>> begin Source passage

How would you describe the author's style of writing?
What's your opinion of the style?

Fitzgerald’s writing supports symbolic images, and is gloriously descriptive. If I could choose one writing style to be a part of all the novels I read from this day forward, it would be Fitzgerald’s. His way of describing a single person is genius: he doesn’t just describe what they are wearing, and the color of their hair, but he tells us who the person is, and relates it to what they are wearing, whether it is the latest style or a sophisticated suit that drapes over a businessman. He goes one step further and answers the why, and in answering that, he clues us in to much more than the person’s fashion sense. I have read many novels where the authors have similar writing styles as Fitzgerald’s: they describe every deep line in a tree, and every unique strand of hair in a beautiful passerby. But Gatsby takes it one step forward and creates a complete scene. In The Great Gatsby he described the way the band at Gatsby’s party was playing; the interesting movements of the dresses the women in the twenties so often donned; the loneliness the narrator felt when he was socially out-of-the-loop. Fitzgerald used the single expressions to create for the readers an experience that literally jumped off the page. He beautifully described the way Gatsby’s face reacted to hearing of Daisy, being a room away from Daisy, re-connecting with Daisy for the first time in years. He let us in on his emotions so completely that we felt his vulnerability and I, personally, was almost shaking with nervous anticipation. I believe that Fitzgerald’s writing is so strong because he tries to engage his readers in a way that I have rarely experienced. He lets us in on the most private of moments so incredibly that we become immersed in the scene, like a third party standing in the room, somebody who can smell the grass on Gatsby’s lawn, and the cool stench of pool water beneath his finger-tips. Fitzgerald proves he can intertwine a fabulous story line with raw, descriptive writing and create a piece soaked in brilliance.

Pick a character that interested you
and write about them in depth.

>> end Source passage
>> begin Recorded information

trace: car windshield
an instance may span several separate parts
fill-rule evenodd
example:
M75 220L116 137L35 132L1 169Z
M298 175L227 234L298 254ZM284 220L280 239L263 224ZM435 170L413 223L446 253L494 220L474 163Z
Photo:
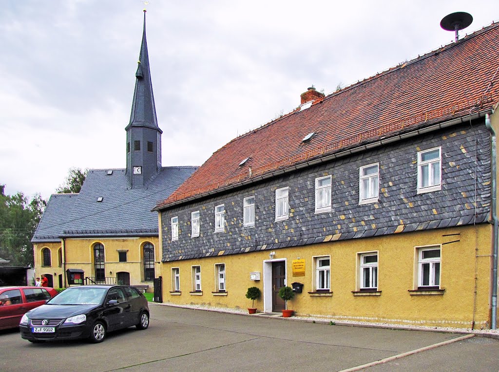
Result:
M72 287L65 289L47 303L48 305L98 305L102 302L107 288Z

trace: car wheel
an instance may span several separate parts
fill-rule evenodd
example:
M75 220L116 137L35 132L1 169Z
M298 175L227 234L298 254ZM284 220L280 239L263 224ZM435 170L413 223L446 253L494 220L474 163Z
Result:
M106 338L106 326L102 322L96 322L90 329L90 342L97 344Z
M145 330L149 326L149 315L147 313L143 311L140 313L140 321L135 327L138 330Z

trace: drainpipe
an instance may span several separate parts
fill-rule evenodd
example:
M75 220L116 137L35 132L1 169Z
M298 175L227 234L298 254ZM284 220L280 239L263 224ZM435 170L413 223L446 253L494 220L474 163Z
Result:
M492 230L492 241L494 244L494 258L492 263L492 319L491 329L497 328L497 319L498 311L498 216L496 210L496 132L491 125L491 118L489 114L485 115L485 126L491 132L492 150L492 167L491 169L491 193L492 195L492 220L494 228Z

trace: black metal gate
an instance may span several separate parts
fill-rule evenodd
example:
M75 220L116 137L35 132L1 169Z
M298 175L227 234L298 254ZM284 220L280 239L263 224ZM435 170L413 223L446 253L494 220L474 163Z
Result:
M163 277L154 278L154 302L163 302Z

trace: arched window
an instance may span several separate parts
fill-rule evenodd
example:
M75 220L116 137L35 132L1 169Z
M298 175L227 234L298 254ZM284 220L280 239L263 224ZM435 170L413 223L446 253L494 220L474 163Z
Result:
M41 250L41 255L43 259L44 266L51 266L50 259L50 250L48 248L44 248Z
M94 246L94 265L95 268L96 282L106 281L104 258L104 246L100 243L95 244Z
M144 245L144 280L154 280L154 246L150 243Z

>> end Recorded information

- Problems and tasks
(a) According to the Fitzgerald passage, what does Fitzgerald tell readers about a person besides what they wear and the color of their hair?
(b) Decide whether each statement agrees with the Fitzgerald passage, answering yes or no and quoting the words that settle it: (i) The writer has never read other novels with a style like Fitzgerald's. (ii) The writer mentions a band playing at Gatsby's party. (iii) The writer felt nervous anticipation while reading.
(c) Using the Fitzgerald passage, explain why the writer believes Fitzgerald's writing is so strong.
Nothing in the listing is needed for this work.

- Per-task outputs
(a) He tells readers who the person is and relates it to what they are wearing.

(b)
(i) No: "I have read many novels where the authors have similar writing styles as Fitzgerald’s"
(ii) Yes: "he described the way the band at Gatsby’s party was playing"
(iii) Yes: "I, personally, was almost shaking with nervous anticipation"

(c) The writer believes it is strong because Fitzgerald tries to engage readers in a way the writer has rarely experienced. He lets readers in on the most private moments so fully that they become immersed in the scene, like a third party standing in the room.